▶ **Information supplied**:

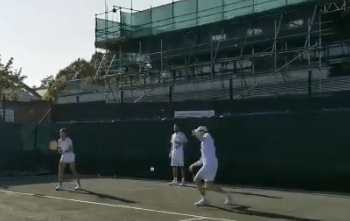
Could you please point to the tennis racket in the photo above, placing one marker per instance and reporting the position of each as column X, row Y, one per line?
column 53, row 145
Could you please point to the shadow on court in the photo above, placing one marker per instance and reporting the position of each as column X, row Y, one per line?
column 102, row 196
column 245, row 193
column 245, row 210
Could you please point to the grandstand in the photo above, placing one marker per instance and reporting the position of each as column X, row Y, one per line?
column 218, row 50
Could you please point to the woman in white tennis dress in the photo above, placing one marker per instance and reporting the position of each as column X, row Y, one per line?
column 209, row 164
column 65, row 148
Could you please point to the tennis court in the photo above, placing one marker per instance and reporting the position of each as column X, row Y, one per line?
column 109, row 198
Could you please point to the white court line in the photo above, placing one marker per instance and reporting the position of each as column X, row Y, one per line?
column 192, row 219
column 113, row 205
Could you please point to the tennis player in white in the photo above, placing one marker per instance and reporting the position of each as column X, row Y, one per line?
column 178, row 140
column 209, row 164
column 65, row 148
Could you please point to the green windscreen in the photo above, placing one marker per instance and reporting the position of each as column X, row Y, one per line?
column 184, row 14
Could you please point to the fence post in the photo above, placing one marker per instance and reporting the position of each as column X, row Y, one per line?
column 310, row 82
column 4, row 108
column 170, row 94
column 231, row 89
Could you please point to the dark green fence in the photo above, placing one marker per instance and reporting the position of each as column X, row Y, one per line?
column 309, row 151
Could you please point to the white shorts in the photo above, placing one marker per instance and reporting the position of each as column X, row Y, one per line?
column 177, row 158
column 67, row 158
column 207, row 172
column 177, row 161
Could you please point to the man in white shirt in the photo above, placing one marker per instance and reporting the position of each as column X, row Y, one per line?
column 65, row 148
column 209, row 164
column 178, row 140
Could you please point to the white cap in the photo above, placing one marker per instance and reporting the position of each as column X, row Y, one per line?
column 201, row 128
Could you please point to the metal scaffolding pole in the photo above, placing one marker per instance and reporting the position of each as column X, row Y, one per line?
column 211, row 55
column 320, row 41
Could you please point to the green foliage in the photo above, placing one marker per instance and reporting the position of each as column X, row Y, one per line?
column 11, row 81
column 78, row 69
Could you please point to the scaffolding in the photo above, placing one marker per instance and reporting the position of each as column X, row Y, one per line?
column 229, row 47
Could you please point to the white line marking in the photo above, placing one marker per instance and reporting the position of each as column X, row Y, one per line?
column 192, row 219
column 113, row 205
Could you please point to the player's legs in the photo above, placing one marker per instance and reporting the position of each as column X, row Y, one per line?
column 210, row 185
column 182, row 175
column 61, row 168
column 199, row 184
column 175, row 173
column 74, row 171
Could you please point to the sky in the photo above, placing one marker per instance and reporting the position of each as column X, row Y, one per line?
column 45, row 36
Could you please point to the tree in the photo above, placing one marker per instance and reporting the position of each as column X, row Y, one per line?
column 11, row 81
column 78, row 69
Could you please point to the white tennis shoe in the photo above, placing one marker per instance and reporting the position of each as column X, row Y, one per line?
column 59, row 187
column 202, row 202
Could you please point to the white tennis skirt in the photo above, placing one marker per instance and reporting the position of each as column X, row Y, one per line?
column 208, row 172
column 68, row 158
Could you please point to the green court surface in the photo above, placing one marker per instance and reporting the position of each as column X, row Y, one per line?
column 35, row 198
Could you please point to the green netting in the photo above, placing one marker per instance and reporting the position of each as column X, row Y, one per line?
column 107, row 30
column 209, row 11
column 184, row 14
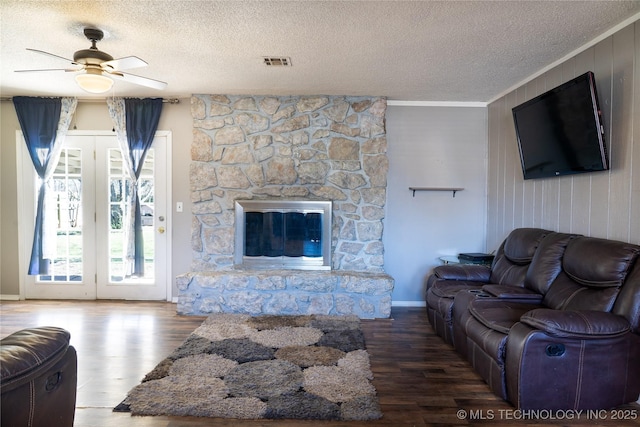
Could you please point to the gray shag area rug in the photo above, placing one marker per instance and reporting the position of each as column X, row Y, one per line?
column 275, row 367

▶ **Direction**: Copy every item above word for word, leaving out the pictures.

▶ **Task output**:
Could you please point to the tennis racket in the photo above, placing one marker per instance and reporting the position of each as column X, row Y, one per line?
column 53, row 145
Could you please point to the shadow on court in the photo above, placing one marker per instance and reporting the position of each as column X, row Y, one per line?
column 102, row 196
column 245, row 193
column 245, row 210
Could you please point to the grandstand in the photo above, placing one marker per instance and reporting the position of each as column X, row Y, one per line?
column 218, row 50
Could you please point to the woman in white tennis dress in the photo above, placing one marker per instance and reporting the position of each as column X, row Y, one per line?
column 209, row 164
column 65, row 148
Could you please point to the tennis court in the photo above, placing one marker per instance and reporting the position of each as column X, row Y, one per line?
column 109, row 198
Could you please point to the white court line in the photo above, placing one marker per instance and reporting the position of each as column X, row Y, one per line?
column 192, row 219
column 113, row 205
Could you please point to the tennis player in white in the photo above, placing one marker per instance and reporting the position of each as column X, row Y, one per line?
column 178, row 140
column 209, row 164
column 65, row 148
Could you please point to the green windscreen in the photo above, placing one marker per instance and reporting the position of each as column X, row Y, one per line?
column 184, row 14
Could you please point to the fence post in the photo above, placing one marker per instance and reporting the position of each as column X, row Y, one per line?
column 310, row 82
column 4, row 108
column 170, row 94
column 231, row 89
Could you please point to the dark green fence in the photo above, placing one marker per instance and reporting the position of each as column X, row Y, one per line?
column 309, row 151
Could you please point to the white shorts in the photo above, placing one marker per instance and reporting the position of each as column X, row Y, one per line?
column 177, row 158
column 67, row 158
column 207, row 172
column 177, row 161
Could you please point to the man in white shirt in the photo above, placing one marker per instance and reporting the position of each as column X, row Y, one per line?
column 65, row 148
column 209, row 164
column 178, row 140
Could you please point to the white cap in the photo above, placing one marker per instance and reporting the position of each as column X, row Y, one per line?
column 201, row 128
Could you please point to the metal scaffolding pole in the photo above, placing one marker per instance and reporting the position of each as column X, row Y, one per line?
column 211, row 55
column 320, row 41
Could you please point to the green foliage in the photo above, placing one marker per instance and reporting the position of each as column X, row Y, one per line?
column 11, row 81
column 78, row 69
Could you please point to the scaffolding in the photo above, placing one marker per instance and reporting the position of each as column X, row Y, one per line?
column 229, row 47
Could you please point to the white line marking in the photo above, placing one marker per instance and reporting the position of each as column X, row Y, one per line?
column 192, row 219
column 113, row 205
Could you please point to the player's legs in the photo above, placing one marker per instance and reporting the position of each as column X, row Y, one per line?
column 210, row 185
column 182, row 175
column 61, row 168
column 199, row 184
column 175, row 173
column 74, row 171
Could you please point to the sky in the photo above, placing one marker per instance and reporting the position of each as column X, row Y, one per line?
column 45, row 36
Could you please point to the tree in the photo above, placing one marker per instance and reporting the position of each as column X, row Y, one per line?
column 11, row 81
column 78, row 69
Could you please point to the white tennis shoe in the photo above, placing one marker per instance and reporting the position of each as column X, row Y, one per line?
column 59, row 187
column 202, row 202
Could you please point to the white tennis skirt in the photo above, placing one marker per instance and reporting the position of each as column X, row Y, one per line?
column 208, row 172
column 68, row 158
Could you please point to the green court surface in the photo above, placing one marker per instance and reporting the position of each as column X, row Y, one per line?
column 35, row 198
Could you please point to the green netting in the photo above, placing one marker per instance and reporting the position of each as column X, row Y, one per line?
column 107, row 30
column 209, row 11
column 184, row 14
Could you please point to the gray shag area rug in the photo above, placing one marker per instance and reporting the position of each as column X, row Y, one per line?
column 275, row 367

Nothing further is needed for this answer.